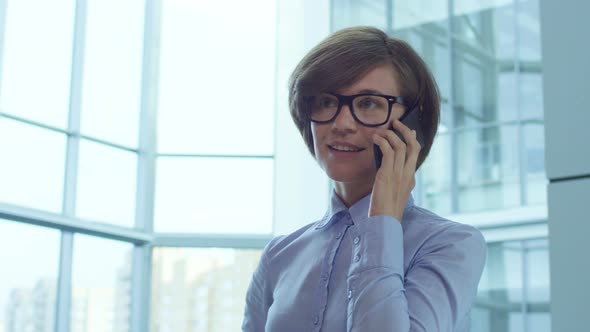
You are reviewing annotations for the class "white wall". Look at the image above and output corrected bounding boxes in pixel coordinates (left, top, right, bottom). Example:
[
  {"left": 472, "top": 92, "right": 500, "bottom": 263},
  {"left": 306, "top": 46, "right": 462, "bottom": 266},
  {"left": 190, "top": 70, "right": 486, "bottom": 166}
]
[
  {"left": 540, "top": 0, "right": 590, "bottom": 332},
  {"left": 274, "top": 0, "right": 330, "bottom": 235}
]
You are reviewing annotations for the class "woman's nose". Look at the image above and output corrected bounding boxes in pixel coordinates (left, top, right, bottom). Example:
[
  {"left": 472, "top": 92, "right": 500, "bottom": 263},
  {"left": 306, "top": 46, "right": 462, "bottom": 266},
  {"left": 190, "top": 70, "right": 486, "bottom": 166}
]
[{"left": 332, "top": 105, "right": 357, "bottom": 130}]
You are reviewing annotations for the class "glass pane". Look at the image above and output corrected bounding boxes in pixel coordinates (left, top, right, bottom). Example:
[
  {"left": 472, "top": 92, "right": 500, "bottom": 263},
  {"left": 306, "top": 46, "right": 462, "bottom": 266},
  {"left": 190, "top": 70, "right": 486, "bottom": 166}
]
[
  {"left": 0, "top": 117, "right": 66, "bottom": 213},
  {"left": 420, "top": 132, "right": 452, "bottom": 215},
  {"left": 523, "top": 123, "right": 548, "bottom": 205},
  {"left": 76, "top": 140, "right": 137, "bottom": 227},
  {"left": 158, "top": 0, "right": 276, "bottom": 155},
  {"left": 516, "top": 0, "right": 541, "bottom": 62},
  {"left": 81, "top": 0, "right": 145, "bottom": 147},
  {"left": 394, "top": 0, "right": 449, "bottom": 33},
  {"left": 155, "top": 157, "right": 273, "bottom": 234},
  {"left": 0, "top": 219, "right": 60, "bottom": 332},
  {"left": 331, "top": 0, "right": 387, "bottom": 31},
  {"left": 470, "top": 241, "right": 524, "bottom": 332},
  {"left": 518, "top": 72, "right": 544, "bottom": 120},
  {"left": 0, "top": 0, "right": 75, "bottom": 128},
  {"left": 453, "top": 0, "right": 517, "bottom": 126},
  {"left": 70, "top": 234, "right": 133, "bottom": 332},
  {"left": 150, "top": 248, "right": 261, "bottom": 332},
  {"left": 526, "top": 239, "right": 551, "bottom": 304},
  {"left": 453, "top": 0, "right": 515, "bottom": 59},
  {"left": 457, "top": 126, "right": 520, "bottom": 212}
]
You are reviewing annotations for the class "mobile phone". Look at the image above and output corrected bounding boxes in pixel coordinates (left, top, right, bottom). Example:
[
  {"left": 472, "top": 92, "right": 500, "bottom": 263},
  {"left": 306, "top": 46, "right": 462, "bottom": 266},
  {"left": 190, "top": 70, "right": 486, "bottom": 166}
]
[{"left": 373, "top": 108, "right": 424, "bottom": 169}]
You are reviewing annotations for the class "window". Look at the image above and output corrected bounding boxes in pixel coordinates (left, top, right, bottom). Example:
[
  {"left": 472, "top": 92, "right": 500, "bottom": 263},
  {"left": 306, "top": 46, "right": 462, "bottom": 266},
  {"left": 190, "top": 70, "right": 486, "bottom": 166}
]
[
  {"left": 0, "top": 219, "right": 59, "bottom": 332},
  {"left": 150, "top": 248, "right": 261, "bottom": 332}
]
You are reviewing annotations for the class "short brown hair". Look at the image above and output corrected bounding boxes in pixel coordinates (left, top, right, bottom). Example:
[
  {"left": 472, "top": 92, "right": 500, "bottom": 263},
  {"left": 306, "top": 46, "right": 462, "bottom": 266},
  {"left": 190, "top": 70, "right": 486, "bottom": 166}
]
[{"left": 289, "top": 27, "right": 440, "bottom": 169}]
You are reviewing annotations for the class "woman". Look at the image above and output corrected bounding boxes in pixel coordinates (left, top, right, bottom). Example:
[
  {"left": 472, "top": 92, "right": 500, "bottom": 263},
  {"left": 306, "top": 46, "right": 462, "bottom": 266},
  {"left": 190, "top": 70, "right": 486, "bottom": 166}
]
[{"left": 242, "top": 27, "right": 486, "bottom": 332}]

----------

→ **What to work on**:
Count the lines in the records above that contain the string "woman". Give only the number.

→ **Completed exercise**:
2